Data excerpts:
*-*-*
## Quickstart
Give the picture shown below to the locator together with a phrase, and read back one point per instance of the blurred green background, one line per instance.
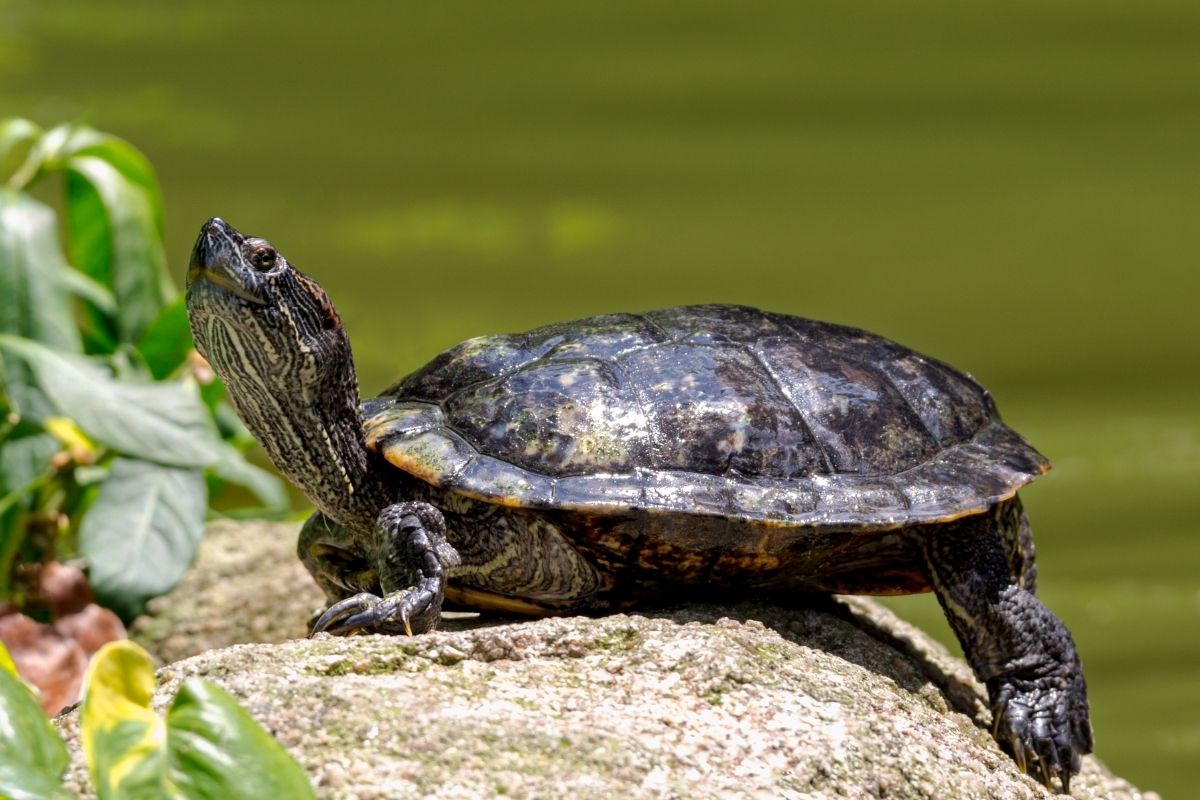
(1014, 188)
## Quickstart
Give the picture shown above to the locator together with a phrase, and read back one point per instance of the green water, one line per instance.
(1012, 188)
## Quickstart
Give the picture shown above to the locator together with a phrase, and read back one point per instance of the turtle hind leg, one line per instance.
(1021, 651)
(413, 557)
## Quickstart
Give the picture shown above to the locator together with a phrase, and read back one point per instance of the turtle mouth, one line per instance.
(215, 262)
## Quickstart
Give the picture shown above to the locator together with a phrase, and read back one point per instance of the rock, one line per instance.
(835, 699)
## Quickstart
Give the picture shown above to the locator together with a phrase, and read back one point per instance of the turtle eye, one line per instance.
(263, 258)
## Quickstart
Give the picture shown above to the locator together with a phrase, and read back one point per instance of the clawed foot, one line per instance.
(413, 555)
(1043, 725)
(409, 612)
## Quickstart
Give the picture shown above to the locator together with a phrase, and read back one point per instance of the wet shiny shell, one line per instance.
(705, 409)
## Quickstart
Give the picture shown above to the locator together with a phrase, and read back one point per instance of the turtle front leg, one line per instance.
(413, 557)
(1017, 645)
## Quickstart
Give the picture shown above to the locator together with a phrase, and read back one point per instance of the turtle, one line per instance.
(643, 458)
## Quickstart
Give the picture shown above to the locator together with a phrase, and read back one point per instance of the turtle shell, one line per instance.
(705, 409)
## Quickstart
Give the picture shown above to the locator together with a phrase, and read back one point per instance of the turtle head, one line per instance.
(244, 283)
(274, 337)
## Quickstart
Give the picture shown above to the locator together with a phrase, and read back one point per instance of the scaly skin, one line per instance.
(1021, 651)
*-*-*
State only how many of the lines above contain the string "shell".

Exercise solution: 2